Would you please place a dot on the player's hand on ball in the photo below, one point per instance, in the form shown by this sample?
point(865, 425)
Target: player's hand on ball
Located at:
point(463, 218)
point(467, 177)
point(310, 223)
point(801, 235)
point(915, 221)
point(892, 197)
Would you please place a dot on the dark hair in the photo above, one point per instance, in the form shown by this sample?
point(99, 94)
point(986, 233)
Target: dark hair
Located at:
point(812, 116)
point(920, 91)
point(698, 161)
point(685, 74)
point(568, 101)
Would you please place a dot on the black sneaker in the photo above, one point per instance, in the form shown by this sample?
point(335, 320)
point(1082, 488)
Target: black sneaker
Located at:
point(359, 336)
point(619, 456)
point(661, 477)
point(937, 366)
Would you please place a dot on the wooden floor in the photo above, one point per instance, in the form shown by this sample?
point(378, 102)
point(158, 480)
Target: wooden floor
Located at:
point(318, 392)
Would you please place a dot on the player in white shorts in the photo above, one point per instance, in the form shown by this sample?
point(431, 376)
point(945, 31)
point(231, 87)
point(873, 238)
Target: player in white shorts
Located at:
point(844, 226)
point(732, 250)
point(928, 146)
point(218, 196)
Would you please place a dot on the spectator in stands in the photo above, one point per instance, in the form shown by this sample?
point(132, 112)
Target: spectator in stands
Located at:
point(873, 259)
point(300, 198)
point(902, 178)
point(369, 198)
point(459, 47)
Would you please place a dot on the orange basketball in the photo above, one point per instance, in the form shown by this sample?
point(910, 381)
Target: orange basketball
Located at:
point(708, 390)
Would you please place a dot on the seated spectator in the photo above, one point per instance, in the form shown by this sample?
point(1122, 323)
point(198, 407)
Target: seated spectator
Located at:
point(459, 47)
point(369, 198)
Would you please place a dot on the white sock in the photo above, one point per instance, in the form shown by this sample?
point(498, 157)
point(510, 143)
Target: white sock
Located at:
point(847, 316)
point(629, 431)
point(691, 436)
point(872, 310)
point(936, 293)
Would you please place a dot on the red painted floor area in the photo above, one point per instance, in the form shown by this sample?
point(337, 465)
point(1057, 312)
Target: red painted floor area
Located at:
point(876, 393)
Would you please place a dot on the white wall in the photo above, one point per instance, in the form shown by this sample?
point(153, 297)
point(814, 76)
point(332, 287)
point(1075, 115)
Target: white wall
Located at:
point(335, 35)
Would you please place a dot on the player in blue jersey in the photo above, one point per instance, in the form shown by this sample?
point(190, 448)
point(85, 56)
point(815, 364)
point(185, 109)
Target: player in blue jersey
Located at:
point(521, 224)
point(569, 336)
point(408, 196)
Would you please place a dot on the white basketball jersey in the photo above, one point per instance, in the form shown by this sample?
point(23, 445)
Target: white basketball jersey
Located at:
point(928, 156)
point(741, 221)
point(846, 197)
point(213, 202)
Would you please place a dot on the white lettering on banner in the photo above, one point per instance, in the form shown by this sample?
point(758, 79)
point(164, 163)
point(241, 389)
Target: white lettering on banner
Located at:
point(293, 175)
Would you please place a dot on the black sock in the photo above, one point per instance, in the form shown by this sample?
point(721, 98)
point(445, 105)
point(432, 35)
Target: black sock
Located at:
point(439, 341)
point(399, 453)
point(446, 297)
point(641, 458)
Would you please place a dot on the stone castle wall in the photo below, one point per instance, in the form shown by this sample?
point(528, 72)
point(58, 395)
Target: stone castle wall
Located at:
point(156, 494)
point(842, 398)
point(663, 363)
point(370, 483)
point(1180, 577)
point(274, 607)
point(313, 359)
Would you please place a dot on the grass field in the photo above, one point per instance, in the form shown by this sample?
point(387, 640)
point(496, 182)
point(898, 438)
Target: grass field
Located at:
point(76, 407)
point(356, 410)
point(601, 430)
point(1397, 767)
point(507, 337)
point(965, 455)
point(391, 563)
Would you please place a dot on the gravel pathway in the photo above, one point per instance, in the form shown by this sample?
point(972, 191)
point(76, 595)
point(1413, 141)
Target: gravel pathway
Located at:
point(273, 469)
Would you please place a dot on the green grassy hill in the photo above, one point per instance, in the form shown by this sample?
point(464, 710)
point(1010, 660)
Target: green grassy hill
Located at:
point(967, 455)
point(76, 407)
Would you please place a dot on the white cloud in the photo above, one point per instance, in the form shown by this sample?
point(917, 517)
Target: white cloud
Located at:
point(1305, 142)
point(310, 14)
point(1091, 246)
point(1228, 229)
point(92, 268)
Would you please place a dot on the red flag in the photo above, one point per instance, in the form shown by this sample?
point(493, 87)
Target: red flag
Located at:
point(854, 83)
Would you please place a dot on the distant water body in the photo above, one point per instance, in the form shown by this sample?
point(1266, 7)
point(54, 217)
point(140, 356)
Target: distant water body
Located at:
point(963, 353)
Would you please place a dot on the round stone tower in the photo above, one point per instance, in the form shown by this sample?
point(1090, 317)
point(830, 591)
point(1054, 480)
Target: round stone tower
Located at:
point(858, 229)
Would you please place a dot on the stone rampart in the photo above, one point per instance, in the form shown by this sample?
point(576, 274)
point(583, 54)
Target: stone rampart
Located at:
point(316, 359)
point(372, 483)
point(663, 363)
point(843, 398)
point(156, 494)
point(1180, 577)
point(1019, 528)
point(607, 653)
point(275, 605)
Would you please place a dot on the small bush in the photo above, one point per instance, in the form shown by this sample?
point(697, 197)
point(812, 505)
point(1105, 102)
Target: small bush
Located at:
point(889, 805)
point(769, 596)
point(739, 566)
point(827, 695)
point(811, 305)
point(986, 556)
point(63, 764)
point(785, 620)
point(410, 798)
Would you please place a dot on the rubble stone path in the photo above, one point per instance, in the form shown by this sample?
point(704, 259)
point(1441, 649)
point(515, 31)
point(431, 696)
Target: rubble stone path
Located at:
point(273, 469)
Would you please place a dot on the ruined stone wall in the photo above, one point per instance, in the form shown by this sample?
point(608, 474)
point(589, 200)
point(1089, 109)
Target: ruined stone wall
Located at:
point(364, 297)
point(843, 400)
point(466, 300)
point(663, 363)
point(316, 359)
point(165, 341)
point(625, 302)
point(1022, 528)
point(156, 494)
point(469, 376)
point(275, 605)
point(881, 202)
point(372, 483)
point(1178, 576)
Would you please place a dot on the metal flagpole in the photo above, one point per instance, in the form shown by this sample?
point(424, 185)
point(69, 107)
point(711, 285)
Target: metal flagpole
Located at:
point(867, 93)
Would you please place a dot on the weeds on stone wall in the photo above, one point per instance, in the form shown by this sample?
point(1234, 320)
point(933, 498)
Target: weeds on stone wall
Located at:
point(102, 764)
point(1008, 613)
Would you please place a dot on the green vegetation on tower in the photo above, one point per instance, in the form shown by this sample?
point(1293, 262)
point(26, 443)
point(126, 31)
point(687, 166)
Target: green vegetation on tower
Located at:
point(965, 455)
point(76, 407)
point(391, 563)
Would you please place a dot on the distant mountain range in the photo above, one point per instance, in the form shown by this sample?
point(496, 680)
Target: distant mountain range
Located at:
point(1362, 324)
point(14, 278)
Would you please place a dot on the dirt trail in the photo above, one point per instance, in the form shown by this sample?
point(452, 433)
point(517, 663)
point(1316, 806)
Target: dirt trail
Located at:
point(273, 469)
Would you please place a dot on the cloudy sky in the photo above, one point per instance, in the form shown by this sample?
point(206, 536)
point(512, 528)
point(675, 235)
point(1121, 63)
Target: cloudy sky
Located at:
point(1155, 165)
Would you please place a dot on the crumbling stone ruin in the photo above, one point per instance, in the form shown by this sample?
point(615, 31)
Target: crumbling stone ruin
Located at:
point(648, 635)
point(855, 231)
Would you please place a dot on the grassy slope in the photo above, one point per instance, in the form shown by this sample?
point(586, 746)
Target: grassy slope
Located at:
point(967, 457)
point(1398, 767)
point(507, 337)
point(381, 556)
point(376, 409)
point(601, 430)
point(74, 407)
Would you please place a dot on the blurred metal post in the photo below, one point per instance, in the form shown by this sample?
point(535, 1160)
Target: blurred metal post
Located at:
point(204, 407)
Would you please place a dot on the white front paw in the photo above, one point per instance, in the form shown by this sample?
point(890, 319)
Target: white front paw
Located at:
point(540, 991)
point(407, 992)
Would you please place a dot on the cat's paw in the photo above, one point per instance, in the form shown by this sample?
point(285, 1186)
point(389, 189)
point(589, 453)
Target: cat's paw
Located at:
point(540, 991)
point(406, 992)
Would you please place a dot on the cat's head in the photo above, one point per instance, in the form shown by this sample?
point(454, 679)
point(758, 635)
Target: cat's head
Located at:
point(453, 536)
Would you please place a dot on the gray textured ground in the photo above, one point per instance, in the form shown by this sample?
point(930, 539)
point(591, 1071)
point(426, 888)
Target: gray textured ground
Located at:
━━━━━━━━━━━━━━━━━━━━━━━━━━━━━━
▶ [THE PROBLEM]:
Arrange the stretch of the records from the line containing "Would you please place a dot on the distant water" through the line containing "point(858, 229)" as a Markdown table with columns Row and Line. Number each line in Row, and leave out any blank lines.

▶ [COMPLETE RESPONSE]:
| Row | Line |
|---|---|
| 1 | Would you please place a dot on the distant water body in the photo above, one point per instance, in the form shown by this sample? |
| 2 | point(1266, 7) |
| 3 | point(54, 217) |
| 4 | point(140, 356) |
| 5 | Target: distant water body |
| 6 | Located at: |
| 7 | point(963, 353) |
| 8 | Would you please place a dot on the round stone tower in the photo above, one point per instance, in the form shown by this sample? |
| 9 | point(1090, 317) |
| 10 | point(830, 591) |
| 11 | point(1054, 480) |
| 12 | Target: round stone tower |
| 13 | Located at: |
| 14 | point(858, 229) |